Simulated Author's Rebuttal

4 responses · 0 unresolved

We thank the referee for a careful and constructive review. The comments on the theoretical section, the absence of error bars, the missing training data description, and the need for a removal-based ablation are all well-taken. We address each below and indicate where revisions will be made.

read point-by-point responses
  1. Referee: §3.5: The variance reduction argument is essentially tautological. The paper defines compatibility via gradient magnitude (low likelihood → high gradient norm, as stated in §3.1 and §3.5), then shows that down-weighting high-gradient-norm samples reduces the weighted second moment E[||g̃||²]. This is true by construction of the weighting function w(ĉ) = exp(-β·max(0, ĉ)). The claim that CADFT 'acts as a variance-controlled estimator' (§3.5, final paragraph) does not establish that variance reduction improves generalization—it only establishes that the weighted variance is lower. The paper needs either (a) a formal argument connecting weighted gradient variance reduction to generalization bounds, or (b) a clear acknowledgment that the theoretical section is motivational rather than probative, with the empirical results carrying the claim.

    Authors: The referee is correct that §3.5 as written is essentially motivational: the variance reduction follows from the construction of w(ĉ), and we do not provide a formal link from weighted gradient variance to a generalization bound. We agree this should be stated honestly rather than presented as a probative theoretical contribution. In the revision, we will reframe §3.5 explicitly as a motivational analysis that (i) formalizes the intuition behind the weighting design and (ii) is supported empirically by the gradient variance measurements in Tables 8–9 and the downstream performance results. We will remove or soften the language claiming CADFT 'acts as a variance-controlled estimator' in a formal sense, and instead describe it as a heuristic variance-reduction mechanism whose effectiveness is validated empirically. We will not claim a generalization bound that we cannot substantiate. revision: yes

  2. Referee: Tables 1–6: No error bars, confidence intervals, or multiple-seed results are reported for any configuration. The gains over DFT range from +0.75 to +4.29 points on math (Table 1), +2.30 to +3.51 on code (Table 2), and +1.71 to +2.60 on multimodal (Table 3). In LLM fine-tuning, run-to-run variance of 1–3 points on benchmarks like MATH and HumanEval is well-documented, and Average@16 evaluation (used for all math benchmarks) can amplify small quality differences. Without at least 3 seeds and standard deviations for the main results, the central claim of 'consistent outperformance' is not distinguishable from training noise. This is load-bearing because the empirical results are the primary support for the method, given the tautological theory.

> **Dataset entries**
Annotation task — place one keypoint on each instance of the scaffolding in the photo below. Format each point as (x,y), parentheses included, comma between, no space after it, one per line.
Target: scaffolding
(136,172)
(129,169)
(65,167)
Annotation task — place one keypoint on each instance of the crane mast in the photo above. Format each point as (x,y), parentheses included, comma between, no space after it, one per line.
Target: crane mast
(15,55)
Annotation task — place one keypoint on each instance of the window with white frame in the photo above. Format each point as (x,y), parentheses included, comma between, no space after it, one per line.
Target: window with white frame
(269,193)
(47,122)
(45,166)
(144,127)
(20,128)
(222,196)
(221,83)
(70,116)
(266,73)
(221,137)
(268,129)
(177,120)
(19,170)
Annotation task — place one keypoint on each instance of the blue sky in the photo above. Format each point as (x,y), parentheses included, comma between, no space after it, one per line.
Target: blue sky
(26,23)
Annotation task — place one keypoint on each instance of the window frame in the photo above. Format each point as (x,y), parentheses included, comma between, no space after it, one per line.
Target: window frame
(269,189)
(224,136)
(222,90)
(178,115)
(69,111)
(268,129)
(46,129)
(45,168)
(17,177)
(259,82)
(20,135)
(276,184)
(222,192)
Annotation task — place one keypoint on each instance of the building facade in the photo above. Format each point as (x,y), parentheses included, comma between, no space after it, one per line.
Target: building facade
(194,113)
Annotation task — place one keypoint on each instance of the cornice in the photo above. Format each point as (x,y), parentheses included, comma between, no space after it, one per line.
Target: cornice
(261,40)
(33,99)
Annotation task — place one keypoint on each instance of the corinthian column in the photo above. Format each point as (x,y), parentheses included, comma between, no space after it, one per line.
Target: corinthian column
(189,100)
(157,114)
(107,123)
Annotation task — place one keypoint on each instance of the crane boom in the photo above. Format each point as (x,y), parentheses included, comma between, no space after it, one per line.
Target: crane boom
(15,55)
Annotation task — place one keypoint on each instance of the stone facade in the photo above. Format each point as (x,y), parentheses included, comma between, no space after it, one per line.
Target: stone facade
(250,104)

> **WHAT THIS EXERCISE ASKS**
[1] Answer each question using the author's rebuttal.
(a) How many responses does the rebuttal report, and how many are unresolved?
(b) What weighting function does the referee quote from the paper?
(c) What range of gains over DFT does the referee give for code in Table 2?
[2] Carry on the author's rebuttal from its last sentence.
None of the dataset entries are needed for these tasks.

> **RESULTS OF THE EXERCISE**
[1]
(a) 4 responses, 0 unresolved.
(b) w(ĉ) = exp(-β·max(0, ĉ)).
(c) +2.30 to +3.51 points.

[2]
    Authors: This is a fair and important concern. We will add multi-seed results (3 seeds) with standard deviations for the main configurations in Tables 1–3. We will prioritize the Qwen2.5-Math-1.5B and Qwen2.5-Coder-3B settings, which are the most computationally tractable, and report mean ± std for each benchmark. For the larger models (7B+), we will add at least one additional seed where feasible and note where only single runs are available. We agree that without variance estimates the claim of 'consistent outperformance' is not fully supported, and we will adjust the language accordingly—framing results as 'consistent across the settings tested' with explicit variance information rather than making unqualified superiority claims. We will also add a note on Average@16 variance specifically. revision: yes

  3. Referee: §4.1 (Training Details): The training datasets are entirely unspecified. The paper does not state the data size, composition, source, or how data was curated for SFT/DFT/CADFT across math, code, and multimodal settings. Without this information, it is impossible to assess whether the compatibility signal is doing meaningful work or whether results are sensitive to data composition. This is a standard expectation for fine-tuning papers and must be included.

    Authors: The referee is correct that this information is missing and should be included. In the revision, we will add a dedicated paragraph in §4.1 specifying, for each task domain (math, code, multimodal): the training dataset name and source, approximate size, composition, and any curation or filtering applied. We follow the DFT training protocol of Wu et al. (2025) and use the same training data as that work; we will state this explicitly and cite the specific datasets. We will also clarify that SFT, DFT, and CADFT use identical training data within each domain, so the comparison is controlled for data composition. revision: yes

  4. Referee: §3.2, Eq. (2): The core assumption that length-normalized NLL is a valid proxy for 'compatibility' is not tested against the alternative hypothesis that low-likelihood samples contain the most informative learning signal (e.g., genuinely novel reasoning patterns). Table 8 shows that low-compatibility samples have higher gradient variance (3.92 vs 1.00), but this does not establish that down-weighting them improves learning—it could equally indicate that the model is learning the most from these high-variance samples. The paper would benefit from an analysis showing what happens to performance if low-compatibility samples are removed entirely (not just down-weighted), to test whether they are noise or signal.

    Authors: This is a thoughtful point. The binary weighting ablation in Table 7 (CADFT (Binary), I[ĉ < τ]) partially addresses this: hard-filtering low-compatibility samples yields 30.88, below DFT (31.58) and well below the soft exponential weighting (33.42). This suggests that completely removing low-compatibility samples is harmful, consistent with the hypothesis that they contain some useful signal. However, the referee's specific request—a removal-based ablation that discards (rather than reweights) low-compatibility samples—is not exactly what Table 7 tests, since the binary variant still applies full weight to retained samples and zero to others, rather than removing them from the dataset. We will add an explicit ablation where the bottom-k% compatibility samples are removed from the training set entirely (not just zero-weighted), for k ∈ {10, 20, 30}, and report performance. This will directly test whether low-compatibility samples are noise or signal. We expect, based on the binary weighting result, that moderate removal may help slightly while aggressive removal hurts, but we will report whatever the data shows. revision: yes

Circularity Check

0 steps flagged

No significant circularity. The §3.5 variance-reduction claim is trivially true but not circular by construction; empirical results are on external benchmarks.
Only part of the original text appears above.